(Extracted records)
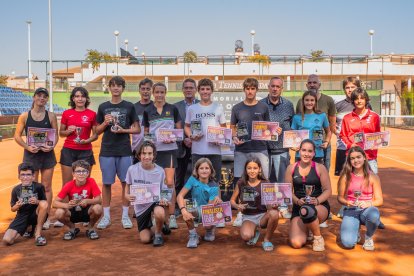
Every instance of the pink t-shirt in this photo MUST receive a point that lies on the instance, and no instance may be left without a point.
(84, 119)
(357, 183)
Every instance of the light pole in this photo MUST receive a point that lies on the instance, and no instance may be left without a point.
(116, 33)
(371, 34)
(145, 64)
(29, 53)
(126, 45)
(50, 60)
(252, 32)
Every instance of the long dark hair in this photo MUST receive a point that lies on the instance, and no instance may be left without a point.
(260, 176)
(348, 169)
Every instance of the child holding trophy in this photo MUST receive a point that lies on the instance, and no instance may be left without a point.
(311, 190)
(84, 202)
(255, 215)
(204, 190)
(359, 190)
(28, 199)
(141, 179)
(76, 126)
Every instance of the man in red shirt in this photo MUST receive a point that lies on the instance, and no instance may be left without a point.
(84, 202)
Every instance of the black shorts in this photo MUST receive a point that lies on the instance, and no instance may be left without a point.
(79, 216)
(68, 156)
(144, 221)
(40, 160)
(340, 161)
(296, 209)
(22, 221)
(167, 159)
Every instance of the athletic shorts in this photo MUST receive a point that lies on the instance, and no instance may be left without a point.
(144, 221)
(40, 160)
(79, 216)
(114, 166)
(296, 210)
(167, 159)
(68, 156)
(254, 218)
(22, 221)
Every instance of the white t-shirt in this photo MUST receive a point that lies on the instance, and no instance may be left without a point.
(209, 115)
(138, 175)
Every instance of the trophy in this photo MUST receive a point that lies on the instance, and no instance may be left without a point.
(115, 121)
(78, 131)
(308, 192)
(357, 194)
(192, 207)
(78, 199)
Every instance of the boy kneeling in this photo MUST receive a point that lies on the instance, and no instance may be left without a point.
(28, 199)
(84, 202)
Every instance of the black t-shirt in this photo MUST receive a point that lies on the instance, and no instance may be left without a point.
(242, 113)
(25, 192)
(117, 144)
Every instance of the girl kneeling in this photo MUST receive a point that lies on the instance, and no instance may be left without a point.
(248, 190)
(359, 190)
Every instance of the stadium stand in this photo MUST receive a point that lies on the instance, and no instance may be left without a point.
(13, 102)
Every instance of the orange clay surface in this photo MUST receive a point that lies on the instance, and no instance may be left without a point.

■ Requirement ■
Beginning with the line that has "Every instance of the white", set down each line through the last one above, exactly, and nothing else.

■ Expected answer ■
Every instance of the white t-shirt in this photo MUST receive a point that lies on the instance, and no instance may be left without a point.
(209, 115)
(138, 175)
Every instance of the trophy in this photo MUST receive a point that lies on the instance, and no instance may be left without a point.
(115, 121)
(78, 131)
(308, 192)
(357, 194)
(192, 207)
(78, 199)
Every instance of the boy kneeling in this photo MUST receive a point that lies on the instance, and no instance may be left without a point.
(28, 199)
(84, 202)
Every instance of the black t-shirt in this photo MUST receive a point that lies on the instance, and no instance may be left without a point.
(242, 113)
(25, 192)
(117, 144)
Every instance of the girl kneeling in this photo MUST receive a point that lies on the instance, and no instance may be left without a point.
(248, 190)
(359, 190)
Every instance of the stadium stand in this photo MUST receive a point that lies on the instance, and no instance may be left without a point.
(13, 102)
Every instance of the orange clay surface in this photo MUST receive a point that lies on the instance, and no instance may be left without a point.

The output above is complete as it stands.